_Exercise_. Rewrite the lines below, everything from the one containing "For every instance of the trimmed" down to the one containing "(1000, 341)", with "pine" changed to "spruce" and nothing else altered. Omit the pictures from your answer.

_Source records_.
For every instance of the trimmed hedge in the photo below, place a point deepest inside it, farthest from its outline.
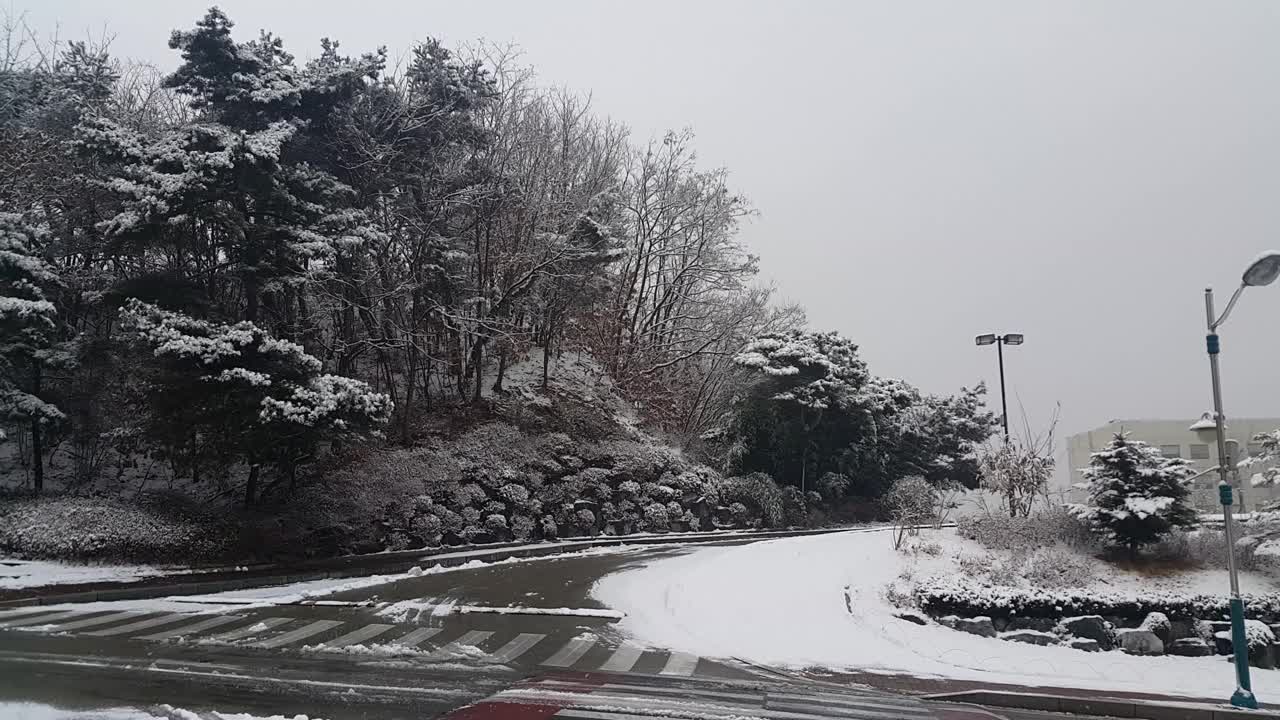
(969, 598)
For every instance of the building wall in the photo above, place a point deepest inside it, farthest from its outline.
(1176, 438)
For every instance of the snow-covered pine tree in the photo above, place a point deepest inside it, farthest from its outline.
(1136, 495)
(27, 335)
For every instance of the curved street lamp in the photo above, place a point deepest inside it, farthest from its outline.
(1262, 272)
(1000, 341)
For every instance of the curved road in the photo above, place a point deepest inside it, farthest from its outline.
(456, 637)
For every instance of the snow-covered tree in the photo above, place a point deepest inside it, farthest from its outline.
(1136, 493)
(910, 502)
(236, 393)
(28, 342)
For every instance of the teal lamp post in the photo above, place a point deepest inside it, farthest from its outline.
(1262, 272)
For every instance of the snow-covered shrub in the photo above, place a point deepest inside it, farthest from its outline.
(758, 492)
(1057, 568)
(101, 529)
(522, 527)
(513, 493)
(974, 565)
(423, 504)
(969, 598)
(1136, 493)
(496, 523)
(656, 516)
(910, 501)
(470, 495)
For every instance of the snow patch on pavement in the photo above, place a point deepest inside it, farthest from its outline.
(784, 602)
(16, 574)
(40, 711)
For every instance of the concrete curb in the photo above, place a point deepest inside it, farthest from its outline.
* * *
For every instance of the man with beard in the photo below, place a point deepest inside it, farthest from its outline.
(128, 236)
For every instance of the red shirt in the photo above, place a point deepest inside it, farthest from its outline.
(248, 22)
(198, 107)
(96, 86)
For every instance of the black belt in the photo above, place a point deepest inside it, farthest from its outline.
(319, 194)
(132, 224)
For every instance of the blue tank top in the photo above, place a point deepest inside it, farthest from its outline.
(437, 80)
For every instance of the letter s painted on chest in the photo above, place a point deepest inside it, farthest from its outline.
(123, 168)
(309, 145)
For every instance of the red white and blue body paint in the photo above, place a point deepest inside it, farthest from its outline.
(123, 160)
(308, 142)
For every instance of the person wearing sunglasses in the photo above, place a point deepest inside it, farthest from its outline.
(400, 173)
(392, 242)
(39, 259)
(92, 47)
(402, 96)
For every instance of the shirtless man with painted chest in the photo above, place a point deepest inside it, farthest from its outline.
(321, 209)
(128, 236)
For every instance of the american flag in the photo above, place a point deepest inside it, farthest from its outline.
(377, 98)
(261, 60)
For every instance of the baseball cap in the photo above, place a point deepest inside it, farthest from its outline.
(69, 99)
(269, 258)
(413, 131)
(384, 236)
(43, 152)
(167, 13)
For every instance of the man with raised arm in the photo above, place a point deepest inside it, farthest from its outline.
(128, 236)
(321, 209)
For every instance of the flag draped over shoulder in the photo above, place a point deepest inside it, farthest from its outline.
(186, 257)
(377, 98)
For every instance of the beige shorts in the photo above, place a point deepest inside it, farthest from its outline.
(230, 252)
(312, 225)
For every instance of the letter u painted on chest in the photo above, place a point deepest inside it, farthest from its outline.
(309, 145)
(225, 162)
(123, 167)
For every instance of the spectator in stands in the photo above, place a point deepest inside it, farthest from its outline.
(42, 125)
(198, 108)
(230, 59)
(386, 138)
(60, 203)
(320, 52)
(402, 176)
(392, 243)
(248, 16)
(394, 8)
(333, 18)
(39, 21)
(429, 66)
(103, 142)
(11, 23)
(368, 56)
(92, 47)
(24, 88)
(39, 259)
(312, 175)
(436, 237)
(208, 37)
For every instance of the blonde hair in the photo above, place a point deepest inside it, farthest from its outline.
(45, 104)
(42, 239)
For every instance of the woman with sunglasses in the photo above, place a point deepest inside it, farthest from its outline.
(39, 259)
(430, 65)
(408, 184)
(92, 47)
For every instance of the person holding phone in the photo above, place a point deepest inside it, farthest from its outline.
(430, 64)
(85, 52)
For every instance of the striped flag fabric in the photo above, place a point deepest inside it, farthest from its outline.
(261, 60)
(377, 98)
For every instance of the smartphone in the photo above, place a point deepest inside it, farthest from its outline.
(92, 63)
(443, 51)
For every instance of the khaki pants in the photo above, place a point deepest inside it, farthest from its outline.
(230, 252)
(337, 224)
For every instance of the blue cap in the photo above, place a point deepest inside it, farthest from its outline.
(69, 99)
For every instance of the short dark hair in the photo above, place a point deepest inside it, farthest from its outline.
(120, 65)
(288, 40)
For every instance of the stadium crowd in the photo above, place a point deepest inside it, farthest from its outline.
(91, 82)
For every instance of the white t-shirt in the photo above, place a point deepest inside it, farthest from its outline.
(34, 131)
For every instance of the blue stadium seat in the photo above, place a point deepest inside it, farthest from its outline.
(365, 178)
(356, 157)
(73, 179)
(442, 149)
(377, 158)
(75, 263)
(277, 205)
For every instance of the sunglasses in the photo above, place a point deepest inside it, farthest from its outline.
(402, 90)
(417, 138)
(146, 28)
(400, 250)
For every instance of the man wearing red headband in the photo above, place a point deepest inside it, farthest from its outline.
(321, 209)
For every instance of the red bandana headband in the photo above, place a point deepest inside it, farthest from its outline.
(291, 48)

_Exercise answer_.
For every instance of the trimmed hedge in the photo below, place a point deepest inside it, farthest from its outline.
(969, 598)
For every instance of the building wall in the photo above, place a point deepest inside it, farthest from its outline.
(1176, 438)
For every instance of the snow-covered spruce tree in the photo above, place a point deepest inside it, farthest from its outline.
(1136, 495)
(27, 335)
For every instance of the curved street lamp in the photo above, place a point deepest inside it, farthest from its outline.
(1262, 272)
(1000, 341)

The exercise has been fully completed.